Required actions:
1/ Rewrite the entries from the line containing "For the dataset, tag each instance of the curving" down to the end of the entries, swapping "curving road" for "winding road" and leaving everything else unchanged. Return only those lines.
2/ Write the next part of the mailing-list message about news spool storage, picking up from where it stops.

Document text:
Re: link() security

H. Peter Anvin (hpa@zytor.com)
15 Apr 2002 18:37:19 -0700


Followup to: <s5g3cxwk8bv.fsf@egghead.curl.com>
By author: "Patrick J. LoPresti" <patl@curl.com>
In newsgroup: linux.dev.kernel
> >
> > It depends on your access patterns. Newer news server use what I
> > would classify as custom filesystems (which is what binary databases
> > are, by and large) rather than "single files."
>
> Exactly. Although I would go farther.
>
> I would not be at all surprised if a traditional news spool worked
> just fine on a "real" high-performance file system; i.e., one whose
> lookup/creat/unlink was not linear in the number of directory entries.
> I wonder how well an old-fashioned news spool would perform on XFS,
> for instance.
>
> "One file per message" has many advantages, both for news and for
> mail. The biggest advantage is conceptual simplicity. It is really
> nice when you can use traditional Unix tools (like grep, mv, rm) to
> fix things when they break. Because they always break, sooner or
> later.

Provided material:
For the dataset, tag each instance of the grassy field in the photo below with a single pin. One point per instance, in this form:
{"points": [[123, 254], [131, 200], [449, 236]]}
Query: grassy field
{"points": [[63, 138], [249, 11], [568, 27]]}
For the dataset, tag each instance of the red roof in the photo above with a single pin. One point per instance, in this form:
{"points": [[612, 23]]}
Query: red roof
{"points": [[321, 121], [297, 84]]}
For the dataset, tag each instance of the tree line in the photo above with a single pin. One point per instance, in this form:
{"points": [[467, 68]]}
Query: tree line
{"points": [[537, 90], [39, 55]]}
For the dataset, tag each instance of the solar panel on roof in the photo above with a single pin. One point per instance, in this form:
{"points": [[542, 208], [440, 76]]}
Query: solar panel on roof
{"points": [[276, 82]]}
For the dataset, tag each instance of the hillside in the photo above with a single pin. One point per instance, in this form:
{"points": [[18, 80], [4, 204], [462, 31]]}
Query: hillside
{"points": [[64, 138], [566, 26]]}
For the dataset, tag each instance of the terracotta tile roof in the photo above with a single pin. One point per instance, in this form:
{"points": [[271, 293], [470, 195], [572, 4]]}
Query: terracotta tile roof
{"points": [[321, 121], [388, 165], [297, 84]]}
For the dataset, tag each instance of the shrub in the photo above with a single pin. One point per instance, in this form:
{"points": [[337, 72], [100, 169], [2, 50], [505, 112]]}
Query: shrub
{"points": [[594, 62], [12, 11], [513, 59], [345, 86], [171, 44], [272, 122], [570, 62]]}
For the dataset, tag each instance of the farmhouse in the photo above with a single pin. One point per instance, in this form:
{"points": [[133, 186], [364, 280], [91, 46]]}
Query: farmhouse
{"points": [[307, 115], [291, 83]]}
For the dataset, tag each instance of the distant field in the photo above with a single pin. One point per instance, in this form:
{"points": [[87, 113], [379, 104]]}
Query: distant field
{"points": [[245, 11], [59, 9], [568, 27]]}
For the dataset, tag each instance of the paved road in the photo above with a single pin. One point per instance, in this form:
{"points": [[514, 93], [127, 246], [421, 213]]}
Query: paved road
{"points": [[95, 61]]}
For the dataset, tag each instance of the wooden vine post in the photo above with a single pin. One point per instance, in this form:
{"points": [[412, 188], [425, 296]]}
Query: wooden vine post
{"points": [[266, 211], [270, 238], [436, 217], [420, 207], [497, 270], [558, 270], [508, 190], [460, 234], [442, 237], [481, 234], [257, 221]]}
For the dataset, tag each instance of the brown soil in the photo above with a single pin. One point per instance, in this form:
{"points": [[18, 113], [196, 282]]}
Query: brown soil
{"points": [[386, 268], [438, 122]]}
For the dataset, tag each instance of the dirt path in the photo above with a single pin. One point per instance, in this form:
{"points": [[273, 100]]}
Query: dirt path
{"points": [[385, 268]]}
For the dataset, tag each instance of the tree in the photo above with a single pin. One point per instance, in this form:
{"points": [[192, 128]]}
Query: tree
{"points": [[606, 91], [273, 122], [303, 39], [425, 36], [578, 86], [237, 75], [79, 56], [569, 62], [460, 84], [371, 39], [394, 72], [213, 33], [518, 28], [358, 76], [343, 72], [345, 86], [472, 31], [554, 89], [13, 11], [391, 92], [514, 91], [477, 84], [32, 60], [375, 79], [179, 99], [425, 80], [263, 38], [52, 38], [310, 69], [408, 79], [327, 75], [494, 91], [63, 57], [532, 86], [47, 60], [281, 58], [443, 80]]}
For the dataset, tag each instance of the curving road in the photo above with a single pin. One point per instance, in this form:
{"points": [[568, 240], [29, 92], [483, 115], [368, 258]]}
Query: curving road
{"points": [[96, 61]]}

Solved tasks:
1/
For the dataset, tag each instance of the winding road in the photo above with a single pin. One point per instance, in this form:
{"points": [[568, 240], [29, 92], [483, 115], [368, 258]]}
Query: winding road
{"points": [[96, 61]]}

2/
>
> Sure, you may wind up with 50,000 files in one directory. But I would
> rather rely on the filesystem wizards to deal with that than switch to
> some obscure custom database format. Maybe that's just me...
>

I think the biggest problem with the one-file-per-message format is
that you still want to maintain some kind of metadata (.overview
files.) This is cached information, but still needs to be maintained,
so you don't end up opening up every file to get the overview data.
With a application-specific store, you can make that more explicit.

-hpa

-- 
<hpa@transmeta.com> at work, <hpa@zytor.com> in private!
"Unix gives you enough rope to shoot yourself in the foot."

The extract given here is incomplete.